### Tujuan 1
Dalam teks tentang populisme, sejak masa apa Indonesia terutama menjadi korban adu domba?

### Teks

-*-

Dua, kebencian inilah yang memberi isi bagi populisme politik di abad 21. Populisme adalah politik yang berpura-pura membela kepentingan kaum tertentu yang dirugikan oleh sistem. Yang menjadi sasaran kebencian adalah kelompok elit. Agama dan identitas budaya lalu dimainkan untuk memanaskan keadaan.

 

Tiga, orang yang rindu untuk dijajah dan ditipu gampang dipermainkan. Mereka gampang diadu domba satu sama lain. Dengan fitnah, yang kerap kali berbau agama, kebencian dan konflik pun bisa dikobarkan. Indonesia sudah lama menjadi korban adu domba ini, terutama sejak masa Kolonial Belanda dahulu. Di abad 21 ini, pola yang sama, sayangnya, belum juga berubah.

-*-

### Daftar yang Diproses
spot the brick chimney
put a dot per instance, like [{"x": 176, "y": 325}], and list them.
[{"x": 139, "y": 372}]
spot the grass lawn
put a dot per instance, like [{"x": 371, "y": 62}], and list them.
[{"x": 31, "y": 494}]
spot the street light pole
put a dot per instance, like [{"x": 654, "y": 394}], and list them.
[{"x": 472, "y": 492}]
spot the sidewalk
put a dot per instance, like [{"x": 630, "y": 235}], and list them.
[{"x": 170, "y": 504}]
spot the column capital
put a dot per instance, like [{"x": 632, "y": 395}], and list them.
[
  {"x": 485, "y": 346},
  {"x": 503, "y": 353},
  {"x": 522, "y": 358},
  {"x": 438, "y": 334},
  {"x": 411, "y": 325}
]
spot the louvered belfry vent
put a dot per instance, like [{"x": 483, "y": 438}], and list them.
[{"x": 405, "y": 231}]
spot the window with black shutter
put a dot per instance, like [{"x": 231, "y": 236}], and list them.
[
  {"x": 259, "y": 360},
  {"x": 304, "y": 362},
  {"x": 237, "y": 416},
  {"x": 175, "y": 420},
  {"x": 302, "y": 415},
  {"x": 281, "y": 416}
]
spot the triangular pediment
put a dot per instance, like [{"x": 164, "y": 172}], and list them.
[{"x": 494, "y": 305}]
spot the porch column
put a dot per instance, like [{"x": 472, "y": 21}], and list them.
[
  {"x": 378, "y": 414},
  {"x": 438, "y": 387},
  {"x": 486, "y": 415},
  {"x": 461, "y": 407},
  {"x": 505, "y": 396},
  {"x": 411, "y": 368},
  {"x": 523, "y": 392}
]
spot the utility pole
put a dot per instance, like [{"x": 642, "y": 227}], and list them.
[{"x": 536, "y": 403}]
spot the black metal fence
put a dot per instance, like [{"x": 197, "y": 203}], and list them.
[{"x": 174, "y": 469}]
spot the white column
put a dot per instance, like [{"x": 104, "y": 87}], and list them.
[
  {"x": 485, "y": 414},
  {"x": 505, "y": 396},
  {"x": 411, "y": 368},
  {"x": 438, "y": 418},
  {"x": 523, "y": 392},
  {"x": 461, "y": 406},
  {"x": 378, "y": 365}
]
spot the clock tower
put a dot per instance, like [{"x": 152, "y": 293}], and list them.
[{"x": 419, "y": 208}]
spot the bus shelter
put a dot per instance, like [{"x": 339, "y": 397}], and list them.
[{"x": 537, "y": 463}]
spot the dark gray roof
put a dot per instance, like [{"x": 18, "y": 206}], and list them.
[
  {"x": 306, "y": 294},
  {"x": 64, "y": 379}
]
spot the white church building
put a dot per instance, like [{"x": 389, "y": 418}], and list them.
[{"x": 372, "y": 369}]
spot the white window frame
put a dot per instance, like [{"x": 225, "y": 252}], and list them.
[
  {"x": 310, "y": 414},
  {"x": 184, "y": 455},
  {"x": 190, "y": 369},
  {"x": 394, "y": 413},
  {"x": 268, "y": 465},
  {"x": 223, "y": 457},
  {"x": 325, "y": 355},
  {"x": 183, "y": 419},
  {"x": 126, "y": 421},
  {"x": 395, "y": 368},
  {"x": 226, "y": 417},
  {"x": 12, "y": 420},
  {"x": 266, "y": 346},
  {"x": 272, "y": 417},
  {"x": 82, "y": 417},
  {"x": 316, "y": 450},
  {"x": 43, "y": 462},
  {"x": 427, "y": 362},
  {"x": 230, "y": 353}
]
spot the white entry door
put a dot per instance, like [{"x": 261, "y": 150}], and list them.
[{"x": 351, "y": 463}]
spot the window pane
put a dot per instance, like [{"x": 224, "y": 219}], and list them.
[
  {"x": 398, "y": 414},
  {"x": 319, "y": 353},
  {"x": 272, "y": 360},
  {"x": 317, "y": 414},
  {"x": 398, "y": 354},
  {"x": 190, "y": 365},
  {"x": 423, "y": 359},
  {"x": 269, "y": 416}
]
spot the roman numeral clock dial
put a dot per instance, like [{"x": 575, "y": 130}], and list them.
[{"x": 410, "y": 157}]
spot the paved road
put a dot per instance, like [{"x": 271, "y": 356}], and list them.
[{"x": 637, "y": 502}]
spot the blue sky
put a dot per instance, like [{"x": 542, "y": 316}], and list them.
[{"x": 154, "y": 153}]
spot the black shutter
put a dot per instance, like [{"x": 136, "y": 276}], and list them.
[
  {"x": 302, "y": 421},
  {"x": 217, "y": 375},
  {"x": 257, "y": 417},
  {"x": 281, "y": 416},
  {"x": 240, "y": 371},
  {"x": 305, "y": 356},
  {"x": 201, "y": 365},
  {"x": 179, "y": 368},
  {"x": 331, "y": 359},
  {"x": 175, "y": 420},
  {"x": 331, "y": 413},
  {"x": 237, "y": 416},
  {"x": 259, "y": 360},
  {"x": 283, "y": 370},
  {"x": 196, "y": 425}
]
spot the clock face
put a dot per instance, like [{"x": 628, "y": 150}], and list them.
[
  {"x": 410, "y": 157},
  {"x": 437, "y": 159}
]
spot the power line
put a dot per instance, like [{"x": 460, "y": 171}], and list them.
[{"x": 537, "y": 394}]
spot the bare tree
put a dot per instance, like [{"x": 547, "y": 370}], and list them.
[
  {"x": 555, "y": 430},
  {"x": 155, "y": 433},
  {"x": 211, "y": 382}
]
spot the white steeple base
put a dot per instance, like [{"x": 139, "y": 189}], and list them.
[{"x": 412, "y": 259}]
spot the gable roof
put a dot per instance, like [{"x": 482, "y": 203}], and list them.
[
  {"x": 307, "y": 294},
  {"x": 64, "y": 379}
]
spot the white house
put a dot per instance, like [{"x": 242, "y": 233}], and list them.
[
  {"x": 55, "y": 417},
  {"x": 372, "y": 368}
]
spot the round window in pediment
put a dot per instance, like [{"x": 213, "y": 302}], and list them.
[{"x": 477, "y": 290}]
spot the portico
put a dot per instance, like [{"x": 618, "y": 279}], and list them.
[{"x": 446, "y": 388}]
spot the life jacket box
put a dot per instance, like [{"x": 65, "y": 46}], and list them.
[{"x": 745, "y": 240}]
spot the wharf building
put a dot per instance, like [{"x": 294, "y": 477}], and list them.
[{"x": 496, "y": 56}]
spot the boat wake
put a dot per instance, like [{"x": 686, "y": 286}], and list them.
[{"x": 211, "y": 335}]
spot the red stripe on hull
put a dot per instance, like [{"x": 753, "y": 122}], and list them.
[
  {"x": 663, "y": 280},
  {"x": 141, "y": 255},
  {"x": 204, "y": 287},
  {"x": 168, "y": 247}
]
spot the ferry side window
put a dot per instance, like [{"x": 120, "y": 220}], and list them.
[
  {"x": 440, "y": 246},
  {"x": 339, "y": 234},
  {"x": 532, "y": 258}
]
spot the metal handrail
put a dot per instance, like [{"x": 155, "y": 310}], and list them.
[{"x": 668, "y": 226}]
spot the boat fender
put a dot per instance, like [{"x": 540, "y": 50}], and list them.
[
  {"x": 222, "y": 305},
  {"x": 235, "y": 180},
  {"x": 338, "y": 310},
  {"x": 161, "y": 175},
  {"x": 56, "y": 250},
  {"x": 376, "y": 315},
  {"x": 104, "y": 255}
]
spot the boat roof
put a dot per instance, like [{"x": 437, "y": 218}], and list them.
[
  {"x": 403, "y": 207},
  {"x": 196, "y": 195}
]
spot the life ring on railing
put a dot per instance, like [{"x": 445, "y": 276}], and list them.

-*-

### Tujuan 2
Ambil dari daftar setiap baris yang memuat kata "boat". Huruf besar dan kecil dibedakan.

### Jawaban 1
Sejak masa Kolonial Belanda.

### Jawaban 2
spot the boat wake
spot the boat fender
spot the boat roof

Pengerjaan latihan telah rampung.